EXCERTO FORNECIDO>
....................

Jorge Araújo já era treinador e campeão de basquetebol quando percebeu, cedo, a complexidade do processo de Liderar. Por isso, fundou a TeamWork e desde 2003 dedica-se em exclusivo a ajudar gestores, treinadores e empresas a optimizarem a liderança e a lidarem melhor com as pessoas. Também trabalha com clubes e treinadores de futebol, para além de ser escritor e investigador em áreas relacionadas com Neurociências e Filosofia. Nesta conversa, entre outras coisas, fala da importância da liderança para os treinadores terem sucesso, chama a atenção para a transcendência da linguagem corporal e para a necessidade de uma liderança adaptável a cada um e à equipa, aponta um caminho para a formação de equipas técnicas mais capazes e completas, e alerta para a gestão de equipas e para o enquadramento que o treinador deve ter dentro da organização de um clube.
Entrevista completa disponível no canal do Youtube.
O que é liderar?
Para acertar em cheio na definição pretendida, diria que liderar é inspirar e mobilizar. Gerou-se ao longo do tempo alguma confusão entre o que é liderar e o que é gerir. Ou seja, quando um treinador dá uma valência muito forte a tudo o que é processual, ele está muito centrado na gestão operacional da equipa, mas aqui falta o elo decisivo que inspira e mobiliza a motivação, que é a liderança. O salto qualitativo, para quem quer aprofundar a questão da liderança, é chegar a este ponto, que é, para liderar tenho que ser inspiracional porque estou a dirigir-me a pessoas. Se quero gerir, estou a gerir os recursos, os meios que tenho, o contexto em que estou, mas se quero liderar tenho que ser inspiracional. Liderar é inspirar e mobilizar a motivação, a que depois se junta a outro aspeto que é o facto de que uma equipa ou uma organização é um conjunto de pessoas que se relacionam entre si ao serviço de objetivos comuns, que é uma tarefa dificílima. Quando queremos liderar, temos que ser capazes de inspirar e mobilizar os outros, o que significa conseguir que os outros ponham ao serviço dos objetivos comuns as suas ambições individuais. E isto é muito difícil.

....................

O QUE FAZER>
[A] Segundo o excerto sobre liderança, desde que ano se dedica Jorge Araújo em exclusivo a ajudar outros a otimizar a liderança?
[B] Enumera todos aqueles que, de acordo com o excerto, Jorge Araújo ajuda desde 2003 a otimizar a liderança e a lidar melhor com as pessoas.
[C] Reescreve em forma de lista e de modo mais breve o parágrafo do excerto que começa por "Para acertar em cheio na definição pretendida", mantendo os factos principais.
A listagem não desempenha qualquer papel neste exercício.

Entradas de um conjunto de dados de apontamento:
....................

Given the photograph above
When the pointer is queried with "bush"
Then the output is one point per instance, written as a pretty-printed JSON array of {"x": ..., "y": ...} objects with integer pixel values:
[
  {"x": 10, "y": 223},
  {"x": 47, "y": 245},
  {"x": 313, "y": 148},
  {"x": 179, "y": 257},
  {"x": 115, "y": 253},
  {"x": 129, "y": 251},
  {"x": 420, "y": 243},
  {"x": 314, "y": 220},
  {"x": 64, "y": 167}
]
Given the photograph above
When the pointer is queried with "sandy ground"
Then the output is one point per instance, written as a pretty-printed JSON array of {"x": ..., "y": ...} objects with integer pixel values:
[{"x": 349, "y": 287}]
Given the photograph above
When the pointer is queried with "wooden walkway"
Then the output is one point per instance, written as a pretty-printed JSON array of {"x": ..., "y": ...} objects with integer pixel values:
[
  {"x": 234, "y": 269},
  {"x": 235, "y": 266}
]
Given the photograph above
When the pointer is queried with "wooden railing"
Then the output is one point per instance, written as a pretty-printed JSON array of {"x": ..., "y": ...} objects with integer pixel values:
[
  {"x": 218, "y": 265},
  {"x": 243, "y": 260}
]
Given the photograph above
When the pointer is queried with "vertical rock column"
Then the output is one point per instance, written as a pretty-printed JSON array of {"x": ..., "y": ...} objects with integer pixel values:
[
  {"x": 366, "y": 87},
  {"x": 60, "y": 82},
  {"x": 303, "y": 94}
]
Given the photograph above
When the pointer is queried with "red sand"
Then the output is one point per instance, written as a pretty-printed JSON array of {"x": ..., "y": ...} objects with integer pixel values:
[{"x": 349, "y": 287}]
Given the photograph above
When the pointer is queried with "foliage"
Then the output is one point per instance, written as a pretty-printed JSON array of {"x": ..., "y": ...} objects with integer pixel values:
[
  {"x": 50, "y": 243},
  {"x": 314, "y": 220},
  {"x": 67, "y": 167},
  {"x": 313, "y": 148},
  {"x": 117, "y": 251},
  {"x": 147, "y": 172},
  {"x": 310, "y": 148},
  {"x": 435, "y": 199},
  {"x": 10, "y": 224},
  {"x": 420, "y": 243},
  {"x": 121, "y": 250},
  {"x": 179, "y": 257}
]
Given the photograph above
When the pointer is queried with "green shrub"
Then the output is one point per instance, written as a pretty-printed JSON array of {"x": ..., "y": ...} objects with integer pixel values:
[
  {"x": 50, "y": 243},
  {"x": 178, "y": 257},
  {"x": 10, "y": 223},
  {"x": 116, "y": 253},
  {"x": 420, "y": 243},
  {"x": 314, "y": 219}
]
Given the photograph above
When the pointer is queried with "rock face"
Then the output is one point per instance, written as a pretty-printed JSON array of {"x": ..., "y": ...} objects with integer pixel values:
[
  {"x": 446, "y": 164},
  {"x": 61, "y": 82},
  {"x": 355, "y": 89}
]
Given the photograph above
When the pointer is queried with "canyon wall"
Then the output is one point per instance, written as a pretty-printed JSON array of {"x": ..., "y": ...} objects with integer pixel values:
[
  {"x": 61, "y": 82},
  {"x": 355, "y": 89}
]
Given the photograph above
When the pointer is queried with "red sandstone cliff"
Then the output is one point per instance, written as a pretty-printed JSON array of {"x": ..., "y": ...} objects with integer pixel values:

....................

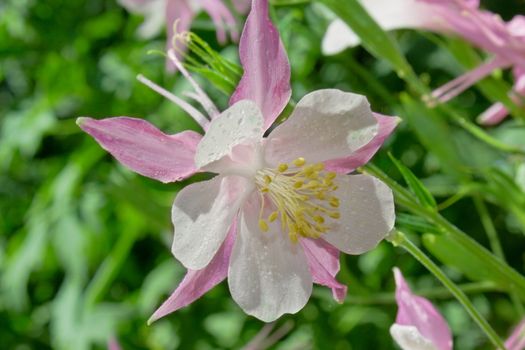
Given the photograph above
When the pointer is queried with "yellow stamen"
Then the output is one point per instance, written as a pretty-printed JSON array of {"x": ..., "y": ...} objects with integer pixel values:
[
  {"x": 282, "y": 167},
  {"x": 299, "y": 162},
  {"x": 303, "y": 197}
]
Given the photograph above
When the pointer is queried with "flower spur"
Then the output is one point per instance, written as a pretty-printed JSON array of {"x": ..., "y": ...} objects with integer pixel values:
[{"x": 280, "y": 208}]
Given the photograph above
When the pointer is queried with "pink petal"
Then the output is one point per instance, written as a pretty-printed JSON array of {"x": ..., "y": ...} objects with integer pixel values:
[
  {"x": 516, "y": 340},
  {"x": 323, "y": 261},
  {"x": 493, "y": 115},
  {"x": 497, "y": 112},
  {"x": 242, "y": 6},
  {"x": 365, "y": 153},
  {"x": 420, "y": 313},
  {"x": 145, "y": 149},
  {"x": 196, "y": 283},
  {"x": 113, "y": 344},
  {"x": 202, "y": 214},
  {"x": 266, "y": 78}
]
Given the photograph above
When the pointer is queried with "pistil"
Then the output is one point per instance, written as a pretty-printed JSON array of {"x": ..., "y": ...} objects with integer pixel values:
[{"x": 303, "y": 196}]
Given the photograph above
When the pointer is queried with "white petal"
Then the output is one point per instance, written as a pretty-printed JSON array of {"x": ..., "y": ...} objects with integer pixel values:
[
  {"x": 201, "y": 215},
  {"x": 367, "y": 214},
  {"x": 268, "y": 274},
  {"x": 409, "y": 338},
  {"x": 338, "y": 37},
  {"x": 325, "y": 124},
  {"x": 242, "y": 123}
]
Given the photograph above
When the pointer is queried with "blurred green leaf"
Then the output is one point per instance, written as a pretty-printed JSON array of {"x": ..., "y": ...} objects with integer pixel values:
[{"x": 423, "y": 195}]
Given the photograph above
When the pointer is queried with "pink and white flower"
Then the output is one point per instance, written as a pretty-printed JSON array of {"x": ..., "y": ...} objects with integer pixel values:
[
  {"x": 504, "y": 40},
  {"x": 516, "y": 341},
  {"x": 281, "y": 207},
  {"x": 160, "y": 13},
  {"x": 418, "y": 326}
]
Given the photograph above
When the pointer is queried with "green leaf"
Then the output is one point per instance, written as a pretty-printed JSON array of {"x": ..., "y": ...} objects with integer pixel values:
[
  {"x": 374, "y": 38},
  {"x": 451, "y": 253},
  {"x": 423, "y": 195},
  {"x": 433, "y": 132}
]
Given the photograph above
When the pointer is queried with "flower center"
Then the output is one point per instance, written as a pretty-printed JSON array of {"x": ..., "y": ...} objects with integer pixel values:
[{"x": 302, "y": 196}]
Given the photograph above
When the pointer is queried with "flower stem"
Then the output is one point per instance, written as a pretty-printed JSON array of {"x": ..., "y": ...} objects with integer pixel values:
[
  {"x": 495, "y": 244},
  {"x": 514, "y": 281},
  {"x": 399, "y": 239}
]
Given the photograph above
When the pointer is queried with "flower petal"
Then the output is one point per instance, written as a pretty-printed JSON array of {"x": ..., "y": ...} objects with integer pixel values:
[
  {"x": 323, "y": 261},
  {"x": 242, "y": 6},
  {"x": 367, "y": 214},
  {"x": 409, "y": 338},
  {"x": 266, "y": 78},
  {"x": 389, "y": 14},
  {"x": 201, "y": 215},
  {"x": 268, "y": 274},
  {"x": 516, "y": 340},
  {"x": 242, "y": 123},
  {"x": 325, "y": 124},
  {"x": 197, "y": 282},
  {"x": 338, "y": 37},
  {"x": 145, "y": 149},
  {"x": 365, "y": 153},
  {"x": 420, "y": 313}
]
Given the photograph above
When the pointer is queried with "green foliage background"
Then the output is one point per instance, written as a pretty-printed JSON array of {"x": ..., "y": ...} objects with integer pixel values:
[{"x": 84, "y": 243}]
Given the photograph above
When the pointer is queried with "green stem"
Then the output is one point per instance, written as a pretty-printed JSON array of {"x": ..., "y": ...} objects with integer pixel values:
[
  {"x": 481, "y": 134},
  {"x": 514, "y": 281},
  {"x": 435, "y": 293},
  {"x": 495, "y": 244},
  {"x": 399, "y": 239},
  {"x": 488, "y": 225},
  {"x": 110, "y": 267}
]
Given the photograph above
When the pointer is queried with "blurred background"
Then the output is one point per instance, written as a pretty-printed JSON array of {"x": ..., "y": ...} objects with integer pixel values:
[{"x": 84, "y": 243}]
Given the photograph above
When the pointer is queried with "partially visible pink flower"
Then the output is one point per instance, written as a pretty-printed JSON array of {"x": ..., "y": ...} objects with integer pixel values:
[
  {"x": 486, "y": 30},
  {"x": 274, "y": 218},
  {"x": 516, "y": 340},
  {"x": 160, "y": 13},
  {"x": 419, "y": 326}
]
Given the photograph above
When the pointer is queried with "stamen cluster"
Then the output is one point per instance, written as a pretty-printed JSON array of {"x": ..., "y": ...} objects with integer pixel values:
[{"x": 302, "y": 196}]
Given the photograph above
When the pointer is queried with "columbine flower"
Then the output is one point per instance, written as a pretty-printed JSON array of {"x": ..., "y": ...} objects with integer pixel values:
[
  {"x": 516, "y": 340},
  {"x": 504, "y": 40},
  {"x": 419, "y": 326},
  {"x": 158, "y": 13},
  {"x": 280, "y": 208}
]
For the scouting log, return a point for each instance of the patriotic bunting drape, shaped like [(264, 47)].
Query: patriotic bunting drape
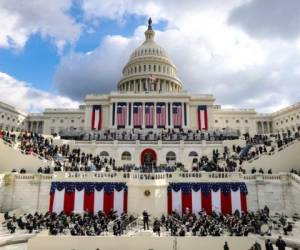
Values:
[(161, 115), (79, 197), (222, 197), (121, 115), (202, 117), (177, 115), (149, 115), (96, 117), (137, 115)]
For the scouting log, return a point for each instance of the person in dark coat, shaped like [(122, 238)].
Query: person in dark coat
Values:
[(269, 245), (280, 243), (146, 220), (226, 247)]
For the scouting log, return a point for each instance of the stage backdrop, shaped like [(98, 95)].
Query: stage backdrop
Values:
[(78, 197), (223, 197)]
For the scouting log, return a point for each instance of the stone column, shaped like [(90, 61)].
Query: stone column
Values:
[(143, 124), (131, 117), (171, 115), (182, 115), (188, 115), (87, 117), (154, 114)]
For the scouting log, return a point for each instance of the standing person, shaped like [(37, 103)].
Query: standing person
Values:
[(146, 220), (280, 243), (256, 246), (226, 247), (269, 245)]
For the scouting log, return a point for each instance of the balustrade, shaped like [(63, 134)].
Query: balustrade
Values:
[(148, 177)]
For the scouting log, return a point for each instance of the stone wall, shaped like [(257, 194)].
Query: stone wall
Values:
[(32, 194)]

....................

RESPOSTAS COMPLETAS>
[A] Desde 2003.

[B] Gestores, treinadores e empresas.

[C]
- Liderar é inspirar e mobilizar a motivação.
- Criou-se alguma confusão entre liderar e gerir.
- Um treinador muito centrado no processual faz gestão operacional da equipa, mas falta-lhe o elo decisivo que é a liderança.
- Gerir é gerir os recursos, os meios e o contexto; liderar exige ser inspiracional, porque se dirige a pessoas.
- Uma equipa ou organização é um conjunto de pessoas que se relacionam entre si ao serviço de objetivos comuns, o que é uma tarefa dificílima.
- Liderar significa conseguir que os outros ponham as suas ambições individuais ao serviço dos objetivos comuns, o que é muito difícil.